- PAGE TEXT:
BEGIN

How China is Using Its Excess Capacity to Drive Global Deflation

How China is Using Its Excess Capacity to Drive Global Deflation


5 min read

Last time, we left off the story at an inflationary note, let's try something new this time. Currently, China is lumping as the domestic demand is low and China has excess capacity to produce. Till now we have covered the background of this story, but let's come to the present times. A small period of in-activity in China could cause so much havoc in India, but what happens if something opposite were to happen? By opposite, we mean what if China comes guns blazing, and started utilizing its over-capacity in various sectors. What then? Well, this is exactly what we are facing now.

If we go by common knowledge, then high inflation is considered to be one of the worst enemies of an economy. So logically, the opposite of Inflation - Deflation, should be a boon to economy? Not quite, infact in some cases, deflation has hit countries so hard, they were printing money just so they can invite inflation (Japan).

China is going through a similar phenomenon and its again causing havoc in Indian markets. Let's start where we left our story and understand how China is affecting Indian markets, yet again.

END

- AIM OF THE EXERCISE:
List every country the article on China's excess capacity names.

Records from a data source:
BEGIN

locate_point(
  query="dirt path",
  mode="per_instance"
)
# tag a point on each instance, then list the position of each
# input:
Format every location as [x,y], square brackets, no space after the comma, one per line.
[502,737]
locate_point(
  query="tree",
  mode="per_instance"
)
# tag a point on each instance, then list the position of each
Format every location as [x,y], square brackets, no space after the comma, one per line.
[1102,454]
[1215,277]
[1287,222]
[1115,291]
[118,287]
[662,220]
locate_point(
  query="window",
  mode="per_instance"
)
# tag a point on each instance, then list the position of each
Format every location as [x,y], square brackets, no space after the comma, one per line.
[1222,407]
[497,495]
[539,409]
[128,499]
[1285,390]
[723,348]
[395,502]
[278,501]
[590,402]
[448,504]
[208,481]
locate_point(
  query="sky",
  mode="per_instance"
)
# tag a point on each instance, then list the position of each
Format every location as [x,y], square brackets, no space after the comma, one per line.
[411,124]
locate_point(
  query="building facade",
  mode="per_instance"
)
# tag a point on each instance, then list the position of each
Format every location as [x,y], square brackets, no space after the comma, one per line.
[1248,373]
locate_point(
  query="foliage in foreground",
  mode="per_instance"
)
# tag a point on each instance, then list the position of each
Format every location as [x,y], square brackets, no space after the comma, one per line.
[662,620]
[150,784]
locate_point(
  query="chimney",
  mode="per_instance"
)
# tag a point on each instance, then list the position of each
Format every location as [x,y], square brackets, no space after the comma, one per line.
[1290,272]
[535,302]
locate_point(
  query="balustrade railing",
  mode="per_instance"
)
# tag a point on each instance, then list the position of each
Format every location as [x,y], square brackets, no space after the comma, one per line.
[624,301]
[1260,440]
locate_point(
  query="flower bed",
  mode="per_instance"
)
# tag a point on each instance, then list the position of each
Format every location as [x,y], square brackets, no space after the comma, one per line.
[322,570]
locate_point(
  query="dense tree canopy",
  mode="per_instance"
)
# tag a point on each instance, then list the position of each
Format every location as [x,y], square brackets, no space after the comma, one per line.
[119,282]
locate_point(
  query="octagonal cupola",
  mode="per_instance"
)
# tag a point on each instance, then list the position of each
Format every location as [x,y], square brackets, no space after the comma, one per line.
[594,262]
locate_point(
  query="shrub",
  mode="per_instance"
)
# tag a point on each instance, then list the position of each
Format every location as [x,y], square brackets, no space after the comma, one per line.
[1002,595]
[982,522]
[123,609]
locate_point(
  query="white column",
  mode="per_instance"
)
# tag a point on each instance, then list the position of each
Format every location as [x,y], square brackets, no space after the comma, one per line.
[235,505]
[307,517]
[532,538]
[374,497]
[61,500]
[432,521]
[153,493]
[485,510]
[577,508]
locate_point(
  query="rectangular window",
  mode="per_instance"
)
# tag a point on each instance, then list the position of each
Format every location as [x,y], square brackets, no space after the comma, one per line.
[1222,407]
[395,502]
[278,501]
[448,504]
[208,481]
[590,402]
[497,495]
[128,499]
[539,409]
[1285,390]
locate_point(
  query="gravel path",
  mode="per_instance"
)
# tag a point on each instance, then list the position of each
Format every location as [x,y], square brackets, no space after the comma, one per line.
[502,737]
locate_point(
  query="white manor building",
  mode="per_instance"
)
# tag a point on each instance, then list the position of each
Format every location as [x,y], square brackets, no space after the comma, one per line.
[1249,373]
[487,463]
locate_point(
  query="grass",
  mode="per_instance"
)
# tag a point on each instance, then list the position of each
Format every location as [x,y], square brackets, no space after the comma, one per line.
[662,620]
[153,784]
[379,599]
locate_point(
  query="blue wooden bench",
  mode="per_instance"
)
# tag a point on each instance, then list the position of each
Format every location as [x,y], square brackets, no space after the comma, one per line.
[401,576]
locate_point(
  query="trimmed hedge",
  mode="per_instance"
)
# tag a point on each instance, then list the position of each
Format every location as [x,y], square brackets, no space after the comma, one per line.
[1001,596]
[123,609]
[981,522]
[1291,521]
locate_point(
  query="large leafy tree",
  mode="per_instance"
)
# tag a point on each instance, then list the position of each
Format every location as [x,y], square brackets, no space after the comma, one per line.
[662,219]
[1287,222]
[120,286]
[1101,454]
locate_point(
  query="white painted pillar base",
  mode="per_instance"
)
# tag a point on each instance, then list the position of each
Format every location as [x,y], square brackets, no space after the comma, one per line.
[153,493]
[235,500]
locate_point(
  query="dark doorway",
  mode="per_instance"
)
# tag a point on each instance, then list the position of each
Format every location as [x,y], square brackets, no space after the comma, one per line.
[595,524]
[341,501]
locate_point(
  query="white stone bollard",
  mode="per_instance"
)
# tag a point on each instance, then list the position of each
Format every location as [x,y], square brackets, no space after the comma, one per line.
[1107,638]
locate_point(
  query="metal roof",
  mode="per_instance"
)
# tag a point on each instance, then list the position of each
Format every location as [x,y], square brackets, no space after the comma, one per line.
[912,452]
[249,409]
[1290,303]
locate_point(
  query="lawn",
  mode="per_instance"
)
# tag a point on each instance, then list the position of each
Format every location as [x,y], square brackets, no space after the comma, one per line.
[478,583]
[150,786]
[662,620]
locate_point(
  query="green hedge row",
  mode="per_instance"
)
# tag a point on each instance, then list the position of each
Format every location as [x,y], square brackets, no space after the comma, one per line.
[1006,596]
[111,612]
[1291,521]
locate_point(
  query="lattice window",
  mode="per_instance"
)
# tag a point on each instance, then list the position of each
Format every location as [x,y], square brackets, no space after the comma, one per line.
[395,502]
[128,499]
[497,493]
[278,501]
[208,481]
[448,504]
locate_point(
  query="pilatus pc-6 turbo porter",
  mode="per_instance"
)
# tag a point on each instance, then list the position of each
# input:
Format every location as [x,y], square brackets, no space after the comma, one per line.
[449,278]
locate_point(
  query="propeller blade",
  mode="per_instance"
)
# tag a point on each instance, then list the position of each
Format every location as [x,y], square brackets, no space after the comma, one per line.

END

- RESULT:
China, India, Japan